Exercise task ▸
Express the records as a two-column CSV with the header instruction,answer, one row per record, placing the record's wording in the first column and its answer in the second, each in a single quoted field with line breaks replaced by spaces. Omit the pictures.

* BEGIN *

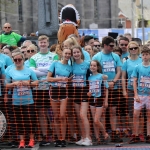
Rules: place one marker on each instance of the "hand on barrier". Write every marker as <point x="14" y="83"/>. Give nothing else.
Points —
<point x="137" y="99"/>
<point x="89" y="94"/>
<point x="5" y="98"/>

* END *

Output of the task ▸
instruction,answer
"Rules: place one marker on each instance of the ""hand on barrier"". Write every marker as <point x=""14"" y=""83""/>. Give nothing else. Points —","<point x=""137"" y=""99""/> <point x=""89"" y=""94""/> <point x=""5"" y=""98""/>"